> **Data lines**
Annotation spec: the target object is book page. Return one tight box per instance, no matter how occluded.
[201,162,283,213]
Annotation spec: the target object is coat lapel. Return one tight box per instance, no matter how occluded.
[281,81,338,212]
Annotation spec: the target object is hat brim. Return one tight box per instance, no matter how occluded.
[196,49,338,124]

* * *

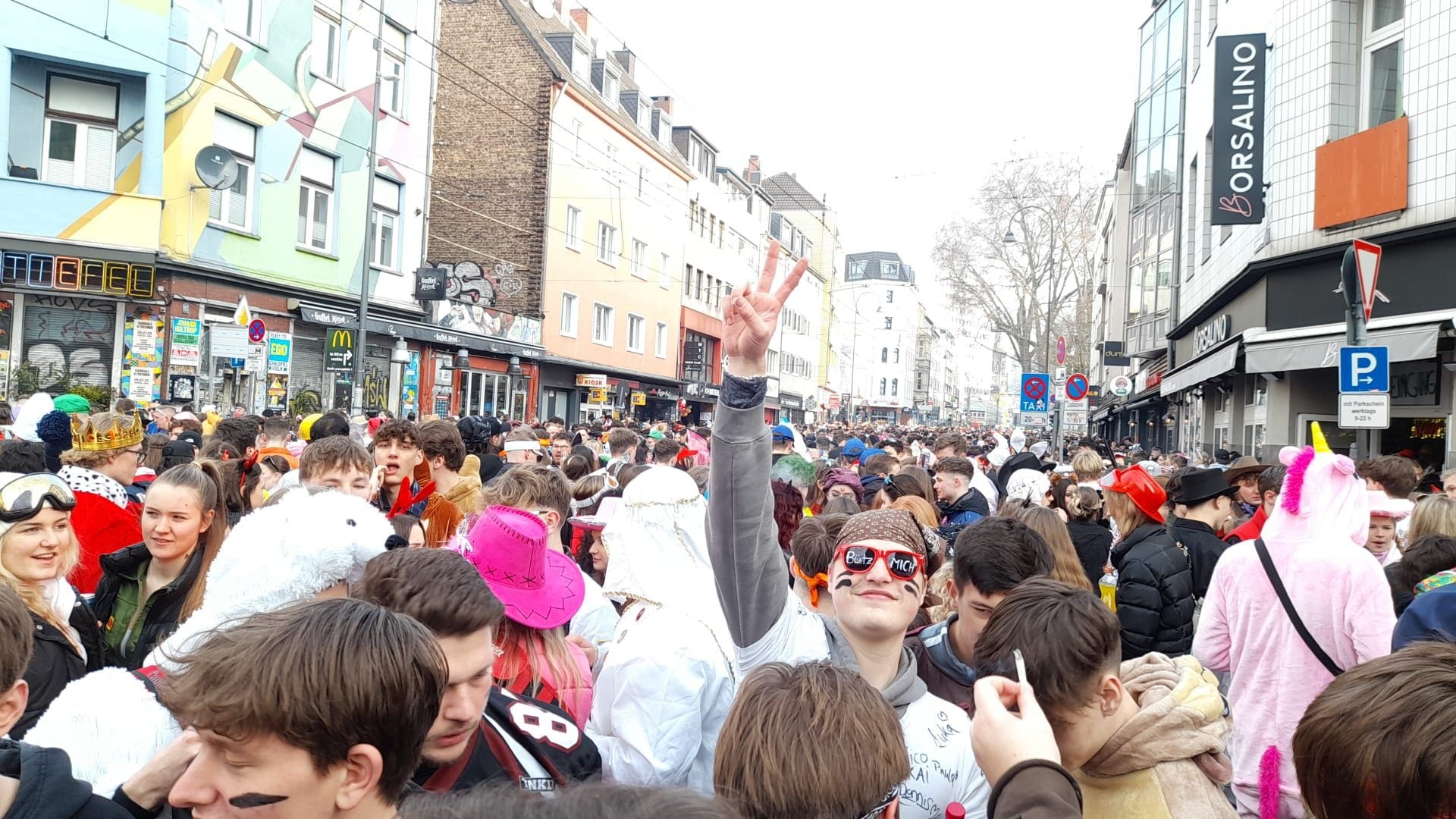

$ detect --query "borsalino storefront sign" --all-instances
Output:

> **Exercise brief**
Starting at the line that contains "Annotation spec: the target object is hat" and ending at the line that contains "[196,49,338,124]", render only those lines of the records as a Markdown table with the columns Row and Text, numbering each line and leaving out any blank lines.

> **Solution**
| Row | Text |
|---|---|
| 1 | Annotation spec: the target object is hat brim. Return one tight box per instance, no matter how occluded. |
| 2 | [196,49,338,124] |